**WHAT THE TASK ASKS:** Find the line that contains "Expected: for every instance of the chicken shred, the" in the entries below. Output it and each later line exactly, and nothing else.

Source records
━━━━━━━━━━

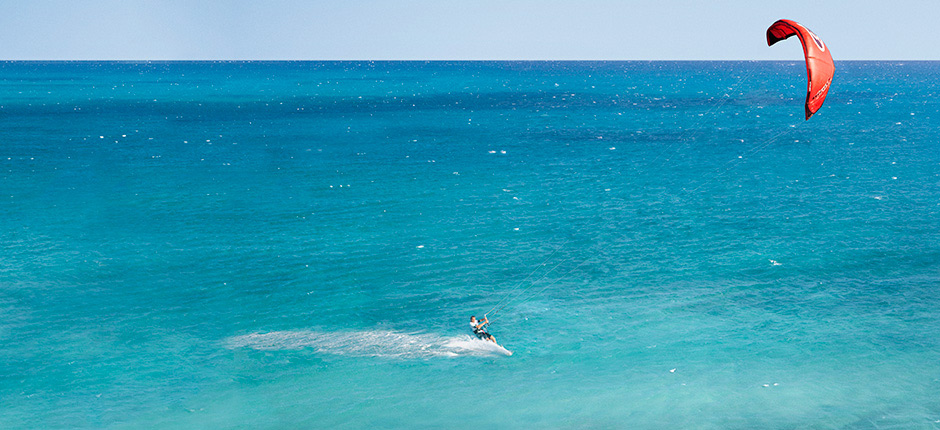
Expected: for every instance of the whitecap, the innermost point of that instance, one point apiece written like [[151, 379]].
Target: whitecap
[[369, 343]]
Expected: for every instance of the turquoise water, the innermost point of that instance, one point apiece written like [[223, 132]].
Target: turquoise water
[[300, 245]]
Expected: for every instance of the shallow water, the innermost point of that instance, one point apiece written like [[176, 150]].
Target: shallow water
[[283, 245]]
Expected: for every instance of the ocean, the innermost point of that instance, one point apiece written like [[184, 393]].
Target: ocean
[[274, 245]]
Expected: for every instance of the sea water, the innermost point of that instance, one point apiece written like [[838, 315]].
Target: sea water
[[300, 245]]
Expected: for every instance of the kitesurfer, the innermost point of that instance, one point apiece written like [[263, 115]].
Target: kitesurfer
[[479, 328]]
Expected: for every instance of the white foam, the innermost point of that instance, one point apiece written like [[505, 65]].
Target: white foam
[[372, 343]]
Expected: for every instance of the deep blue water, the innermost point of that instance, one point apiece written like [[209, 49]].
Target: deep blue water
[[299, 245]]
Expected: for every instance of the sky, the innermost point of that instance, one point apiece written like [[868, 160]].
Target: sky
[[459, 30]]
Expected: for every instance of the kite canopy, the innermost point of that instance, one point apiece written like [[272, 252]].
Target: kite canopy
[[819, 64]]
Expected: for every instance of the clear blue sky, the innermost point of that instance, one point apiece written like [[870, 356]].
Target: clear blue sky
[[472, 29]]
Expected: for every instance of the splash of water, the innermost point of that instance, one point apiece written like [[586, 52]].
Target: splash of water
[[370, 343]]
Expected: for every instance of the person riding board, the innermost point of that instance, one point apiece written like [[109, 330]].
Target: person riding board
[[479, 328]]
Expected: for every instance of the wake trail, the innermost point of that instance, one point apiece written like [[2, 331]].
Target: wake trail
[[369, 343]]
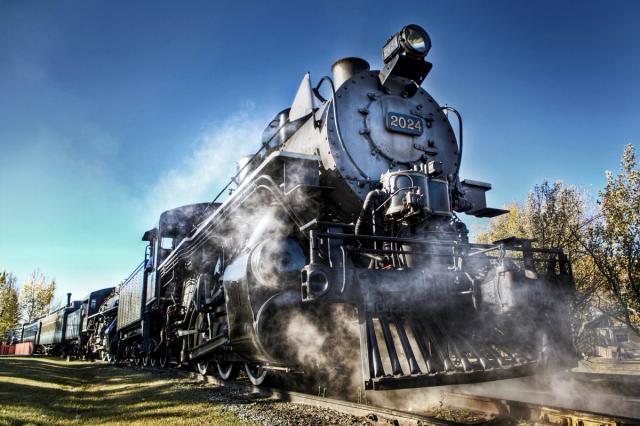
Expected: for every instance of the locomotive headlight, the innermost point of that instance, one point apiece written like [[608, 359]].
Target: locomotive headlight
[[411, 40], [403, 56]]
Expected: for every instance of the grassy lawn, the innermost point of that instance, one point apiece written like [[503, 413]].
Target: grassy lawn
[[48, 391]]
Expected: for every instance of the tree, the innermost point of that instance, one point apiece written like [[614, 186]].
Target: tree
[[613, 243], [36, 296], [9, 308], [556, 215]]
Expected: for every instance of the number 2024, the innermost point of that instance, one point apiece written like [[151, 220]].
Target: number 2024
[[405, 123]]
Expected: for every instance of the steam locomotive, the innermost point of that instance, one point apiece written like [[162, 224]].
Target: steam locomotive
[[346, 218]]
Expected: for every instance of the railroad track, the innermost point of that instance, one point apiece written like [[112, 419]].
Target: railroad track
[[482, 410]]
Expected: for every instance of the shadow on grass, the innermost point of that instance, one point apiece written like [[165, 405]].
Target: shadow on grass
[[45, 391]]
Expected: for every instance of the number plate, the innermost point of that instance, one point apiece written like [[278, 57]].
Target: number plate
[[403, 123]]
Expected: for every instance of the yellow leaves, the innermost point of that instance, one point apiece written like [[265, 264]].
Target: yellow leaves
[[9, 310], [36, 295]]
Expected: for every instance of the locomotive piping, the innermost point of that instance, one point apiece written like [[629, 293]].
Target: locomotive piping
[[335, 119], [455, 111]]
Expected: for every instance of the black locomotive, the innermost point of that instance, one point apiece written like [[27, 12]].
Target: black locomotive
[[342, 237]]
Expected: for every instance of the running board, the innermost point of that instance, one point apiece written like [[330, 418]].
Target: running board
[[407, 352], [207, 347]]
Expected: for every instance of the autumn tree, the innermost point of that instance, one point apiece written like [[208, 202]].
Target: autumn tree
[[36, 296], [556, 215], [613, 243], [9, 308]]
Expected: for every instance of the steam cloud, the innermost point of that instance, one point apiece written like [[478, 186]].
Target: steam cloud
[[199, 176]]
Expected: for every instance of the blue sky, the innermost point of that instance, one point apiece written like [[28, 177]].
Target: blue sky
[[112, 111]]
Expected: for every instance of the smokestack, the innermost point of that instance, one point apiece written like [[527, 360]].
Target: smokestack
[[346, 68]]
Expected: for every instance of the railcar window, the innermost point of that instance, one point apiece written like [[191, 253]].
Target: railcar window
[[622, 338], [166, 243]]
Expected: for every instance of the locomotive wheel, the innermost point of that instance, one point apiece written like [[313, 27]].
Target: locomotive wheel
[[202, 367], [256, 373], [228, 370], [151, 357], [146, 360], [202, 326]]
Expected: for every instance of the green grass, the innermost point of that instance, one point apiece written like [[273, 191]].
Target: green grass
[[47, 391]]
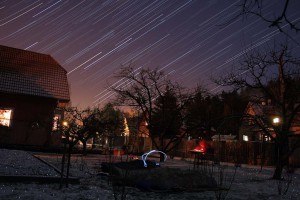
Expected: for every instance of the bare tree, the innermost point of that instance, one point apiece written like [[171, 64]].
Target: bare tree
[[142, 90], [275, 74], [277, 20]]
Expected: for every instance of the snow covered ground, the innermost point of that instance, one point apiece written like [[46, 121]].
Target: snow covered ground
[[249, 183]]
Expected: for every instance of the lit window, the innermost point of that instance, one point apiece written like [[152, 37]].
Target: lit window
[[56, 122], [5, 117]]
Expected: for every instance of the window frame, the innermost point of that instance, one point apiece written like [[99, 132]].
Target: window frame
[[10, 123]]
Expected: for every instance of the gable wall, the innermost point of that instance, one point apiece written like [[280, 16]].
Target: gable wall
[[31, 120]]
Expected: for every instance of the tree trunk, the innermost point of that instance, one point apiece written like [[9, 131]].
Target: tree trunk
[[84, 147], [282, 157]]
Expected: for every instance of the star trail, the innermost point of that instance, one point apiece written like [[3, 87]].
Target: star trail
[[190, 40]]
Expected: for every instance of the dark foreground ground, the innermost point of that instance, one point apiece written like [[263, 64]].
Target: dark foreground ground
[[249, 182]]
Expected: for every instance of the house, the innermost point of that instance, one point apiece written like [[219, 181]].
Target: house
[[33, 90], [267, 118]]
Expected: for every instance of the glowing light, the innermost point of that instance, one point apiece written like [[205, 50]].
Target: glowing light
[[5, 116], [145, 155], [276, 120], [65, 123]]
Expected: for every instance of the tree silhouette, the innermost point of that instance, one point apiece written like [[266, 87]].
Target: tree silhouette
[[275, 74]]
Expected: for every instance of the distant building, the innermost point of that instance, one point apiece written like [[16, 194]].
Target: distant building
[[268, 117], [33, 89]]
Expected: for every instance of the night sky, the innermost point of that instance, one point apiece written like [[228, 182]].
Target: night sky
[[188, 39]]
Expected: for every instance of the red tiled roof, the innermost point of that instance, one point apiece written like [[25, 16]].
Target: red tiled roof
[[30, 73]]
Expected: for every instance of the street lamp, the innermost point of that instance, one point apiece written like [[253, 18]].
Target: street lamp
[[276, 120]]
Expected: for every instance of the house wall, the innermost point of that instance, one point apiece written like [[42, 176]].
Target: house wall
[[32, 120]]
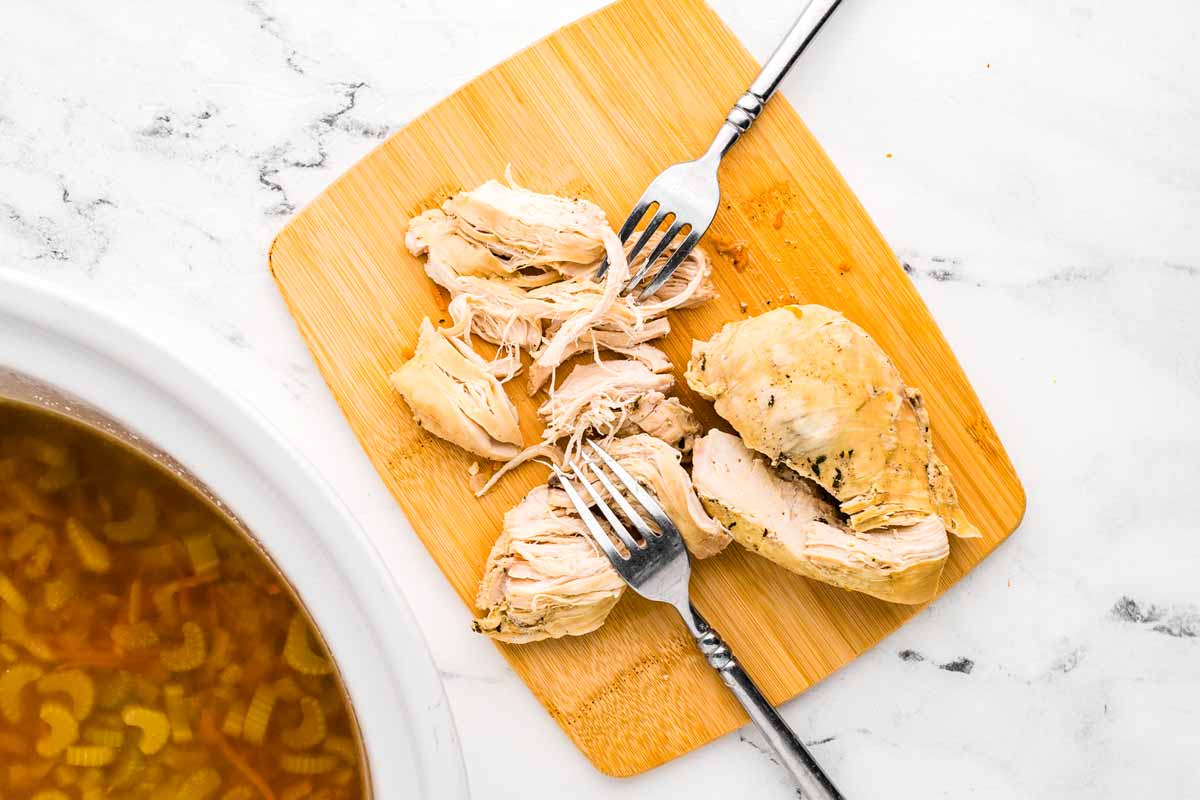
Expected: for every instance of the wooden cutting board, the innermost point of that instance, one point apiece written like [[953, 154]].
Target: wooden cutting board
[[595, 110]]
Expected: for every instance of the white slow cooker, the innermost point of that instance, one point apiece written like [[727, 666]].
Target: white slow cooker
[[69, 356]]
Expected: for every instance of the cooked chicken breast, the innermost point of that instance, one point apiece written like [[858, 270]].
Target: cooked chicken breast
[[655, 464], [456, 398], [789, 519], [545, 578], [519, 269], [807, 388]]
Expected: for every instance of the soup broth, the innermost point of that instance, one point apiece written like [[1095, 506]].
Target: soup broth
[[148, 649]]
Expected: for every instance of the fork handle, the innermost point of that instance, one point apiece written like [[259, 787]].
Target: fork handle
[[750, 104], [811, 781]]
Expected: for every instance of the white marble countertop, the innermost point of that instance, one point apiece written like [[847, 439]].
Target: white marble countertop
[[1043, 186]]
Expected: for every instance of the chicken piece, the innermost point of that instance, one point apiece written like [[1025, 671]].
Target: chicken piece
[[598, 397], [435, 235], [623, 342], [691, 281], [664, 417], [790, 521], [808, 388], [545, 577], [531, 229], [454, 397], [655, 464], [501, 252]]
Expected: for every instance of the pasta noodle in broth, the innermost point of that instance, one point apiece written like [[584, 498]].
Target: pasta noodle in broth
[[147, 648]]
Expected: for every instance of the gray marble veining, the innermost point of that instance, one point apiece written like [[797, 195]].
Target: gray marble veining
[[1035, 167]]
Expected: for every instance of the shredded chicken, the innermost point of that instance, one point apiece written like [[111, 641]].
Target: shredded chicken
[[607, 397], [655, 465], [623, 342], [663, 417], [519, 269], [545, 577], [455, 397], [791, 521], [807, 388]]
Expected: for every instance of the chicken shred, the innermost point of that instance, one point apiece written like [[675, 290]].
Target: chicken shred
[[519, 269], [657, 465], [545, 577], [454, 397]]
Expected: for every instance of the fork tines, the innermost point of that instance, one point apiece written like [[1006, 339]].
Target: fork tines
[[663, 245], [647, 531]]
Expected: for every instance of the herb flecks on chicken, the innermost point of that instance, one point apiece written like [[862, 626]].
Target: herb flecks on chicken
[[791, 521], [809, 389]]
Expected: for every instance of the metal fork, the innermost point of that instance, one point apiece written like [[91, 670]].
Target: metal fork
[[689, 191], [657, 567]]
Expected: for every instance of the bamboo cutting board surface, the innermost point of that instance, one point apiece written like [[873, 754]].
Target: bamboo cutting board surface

━━━━━━━━━━

**RESULT OF THE EXERCISE:**
Expected: for every instance of the chicken shred, the innermost point of that instance, one point apiece written like [[675, 290]].
Target: chicken shred
[[519, 269], [657, 465], [545, 577], [454, 397]]
Expected: for every instance of the fork tines, the innermost point of that instance, one point apiece written like [[1006, 339]].
Target: fork tines
[[663, 245], [647, 531]]
Expected: for every instance of the herb flecks on chicken, the innermost point of that instance, one point apiece written like [[862, 626]].
Target: herb flecks on chicken
[[791, 521], [809, 389]]
Expected: for every instance of the metal fork, the innermost point of that instance, one point apiece written like [[91, 670]].
Target: metal fork
[[689, 191], [657, 567]]
Expected: for every instance of the bamboo cutting board surface, the innermost point of that instance, one point apiece written like [[873, 754]].
Target: bamboo cutting board surface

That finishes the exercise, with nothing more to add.